TASK DESCRIPTION> Reproduce every line of the records below word for word, omitting the pictures.

PROVIDED RECORDS>
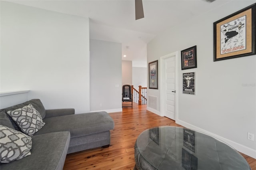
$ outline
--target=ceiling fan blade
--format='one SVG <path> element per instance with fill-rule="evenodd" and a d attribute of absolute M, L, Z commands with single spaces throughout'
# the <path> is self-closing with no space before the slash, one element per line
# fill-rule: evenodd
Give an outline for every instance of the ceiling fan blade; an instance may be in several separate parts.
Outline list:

ANSWER TO THIS PROBLEM>
$ outline
--target=ceiling fan blade
--format='one SVG <path> element per instance with fill-rule="evenodd" and a d attribute of absolute M, L, Z commands with single spaces throughout'
# the <path> is self-closing with no space before the slash, one element per line
# fill-rule: evenodd
Give an outline for every instance of the ceiling fan blade; an instance may be in several separate parts.
Outline list:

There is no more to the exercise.